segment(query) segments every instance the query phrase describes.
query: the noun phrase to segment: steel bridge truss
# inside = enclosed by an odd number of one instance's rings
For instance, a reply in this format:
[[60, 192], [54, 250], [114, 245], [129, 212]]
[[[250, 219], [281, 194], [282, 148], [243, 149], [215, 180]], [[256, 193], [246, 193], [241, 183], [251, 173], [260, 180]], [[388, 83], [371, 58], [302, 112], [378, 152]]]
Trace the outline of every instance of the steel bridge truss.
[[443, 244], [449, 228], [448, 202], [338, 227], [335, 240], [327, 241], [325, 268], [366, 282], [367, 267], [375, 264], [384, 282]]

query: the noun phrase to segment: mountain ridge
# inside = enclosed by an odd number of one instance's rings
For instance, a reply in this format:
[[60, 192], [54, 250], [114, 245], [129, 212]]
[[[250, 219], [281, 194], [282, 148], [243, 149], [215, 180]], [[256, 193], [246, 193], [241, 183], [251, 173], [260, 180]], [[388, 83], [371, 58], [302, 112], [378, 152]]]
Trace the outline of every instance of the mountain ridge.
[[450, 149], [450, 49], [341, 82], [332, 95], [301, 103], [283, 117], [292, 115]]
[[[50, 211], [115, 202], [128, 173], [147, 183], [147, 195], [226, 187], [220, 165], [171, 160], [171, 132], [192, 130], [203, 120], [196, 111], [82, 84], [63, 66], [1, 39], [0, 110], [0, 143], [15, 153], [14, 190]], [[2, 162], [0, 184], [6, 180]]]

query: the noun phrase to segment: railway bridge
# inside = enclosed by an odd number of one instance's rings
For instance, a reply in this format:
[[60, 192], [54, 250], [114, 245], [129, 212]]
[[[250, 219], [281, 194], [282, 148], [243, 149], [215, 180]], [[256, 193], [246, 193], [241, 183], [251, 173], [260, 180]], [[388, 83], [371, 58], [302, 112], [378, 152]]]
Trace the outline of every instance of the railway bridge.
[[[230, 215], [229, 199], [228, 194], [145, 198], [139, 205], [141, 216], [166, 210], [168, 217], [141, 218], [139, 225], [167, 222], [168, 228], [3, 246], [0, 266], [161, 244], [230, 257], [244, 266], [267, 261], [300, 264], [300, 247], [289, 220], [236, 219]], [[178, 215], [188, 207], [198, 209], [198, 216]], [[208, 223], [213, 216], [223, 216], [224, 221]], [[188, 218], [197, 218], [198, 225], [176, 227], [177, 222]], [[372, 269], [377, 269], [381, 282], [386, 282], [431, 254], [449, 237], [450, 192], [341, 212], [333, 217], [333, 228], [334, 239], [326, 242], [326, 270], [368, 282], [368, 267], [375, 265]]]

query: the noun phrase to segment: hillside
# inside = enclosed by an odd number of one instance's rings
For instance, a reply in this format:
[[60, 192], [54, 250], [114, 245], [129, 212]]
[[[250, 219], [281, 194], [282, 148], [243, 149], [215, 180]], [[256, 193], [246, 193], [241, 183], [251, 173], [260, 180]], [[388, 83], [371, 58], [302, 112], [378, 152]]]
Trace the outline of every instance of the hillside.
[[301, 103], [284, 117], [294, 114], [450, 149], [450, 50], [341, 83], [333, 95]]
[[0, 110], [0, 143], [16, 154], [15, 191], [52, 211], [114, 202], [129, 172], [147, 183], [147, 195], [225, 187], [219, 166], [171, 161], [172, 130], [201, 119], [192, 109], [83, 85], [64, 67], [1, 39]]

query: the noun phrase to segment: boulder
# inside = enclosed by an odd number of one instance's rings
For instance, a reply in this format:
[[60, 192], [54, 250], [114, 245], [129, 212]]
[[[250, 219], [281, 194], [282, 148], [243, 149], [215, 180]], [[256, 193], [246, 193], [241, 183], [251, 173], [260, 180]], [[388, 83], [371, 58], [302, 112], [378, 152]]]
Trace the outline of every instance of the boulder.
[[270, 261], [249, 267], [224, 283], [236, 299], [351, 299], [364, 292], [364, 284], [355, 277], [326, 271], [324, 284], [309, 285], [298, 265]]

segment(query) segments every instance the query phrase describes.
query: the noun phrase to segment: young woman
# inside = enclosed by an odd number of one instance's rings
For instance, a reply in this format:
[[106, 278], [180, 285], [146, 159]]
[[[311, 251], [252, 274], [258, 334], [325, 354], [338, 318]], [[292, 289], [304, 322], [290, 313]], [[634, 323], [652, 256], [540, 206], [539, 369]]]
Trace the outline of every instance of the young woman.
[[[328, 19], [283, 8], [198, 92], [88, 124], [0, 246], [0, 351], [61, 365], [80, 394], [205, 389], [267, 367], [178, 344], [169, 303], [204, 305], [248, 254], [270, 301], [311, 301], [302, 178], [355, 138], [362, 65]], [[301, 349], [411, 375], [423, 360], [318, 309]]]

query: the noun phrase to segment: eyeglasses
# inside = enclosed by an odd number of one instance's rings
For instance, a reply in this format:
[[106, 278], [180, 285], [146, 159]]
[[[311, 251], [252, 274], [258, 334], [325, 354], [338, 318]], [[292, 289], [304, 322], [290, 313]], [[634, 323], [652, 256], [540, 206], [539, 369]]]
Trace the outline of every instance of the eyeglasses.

TASK OBJECTIVE: Output only the lines from the one holding "query: the noun phrase to segment: boulder" through the last line above, exactly as they appear.

RESPONSE TO THE EXERCISE:
query: the noun phrase to segment: boulder
# inside = enclosed by an odd number of one instance's rings
For instance, a reply in this format:
[[60, 192], [54, 250], [114, 245], [129, 212]]
[[[250, 219], [281, 194], [282, 148], [243, 149], [215, 180]], [[256, 193], [246, 193], [241, 183], [251, 173], [260, 180]], [[388, 83], [371, 58], [302, 112], [378, 152]]]
Trace the outline of every instance of the boulder.
[[270, 261], [249, 267], [224, 283], [236, 299], [351, 299], [364, 292], [364, 284], [355, 277], [326, 271], [324, 284], [309, 285], [298, 265]]

segment(query) segments every instance the query phrase describes.
query: the noun phrase to segment: young woman
# inside = enclosed by an odd number of one instance's rings
For instance, a reply in this format:
[[106, 278], [180, 285], [146, 159]]
[[[311, 251], [252, 274], [258, 334], [325, 354], [338, 318]], [[292, 289], [304, 322], [290, 313]], [[634, 323], [652, 256], [540, 206], [539, 369]]]
Trace the outline of every instance of the young woman.
[[[328, 19], [283, 8], [198, 92], [88, 124], [0, 246], [0, 351], [61, 365], [80, 394], [205, 389], [267, 367], [178, 344], [169, 303], [204, 305], [248, 254], [270, 301], [311, 301], [302, 178], [355, 138], [362, 65]], [[301, 349], [411, 375], [423, 360], [318, 309]]]

query: the noun phrase to segment: eyeglasses
# inside = enclosed by an odd number of one instance's rings
For instance, a reply in this format:
[[106, 278], [180, 285], [146, 159]]
[[[311, 251], [252, 274], [258, 334], [325, 354], [338, 318]], [[292, 289], [304, 322], [290, 313]], [[634, 323], [652, 256], [540, 206], [539, 369]]]
Trace the outline of every instance of the eyeglasses.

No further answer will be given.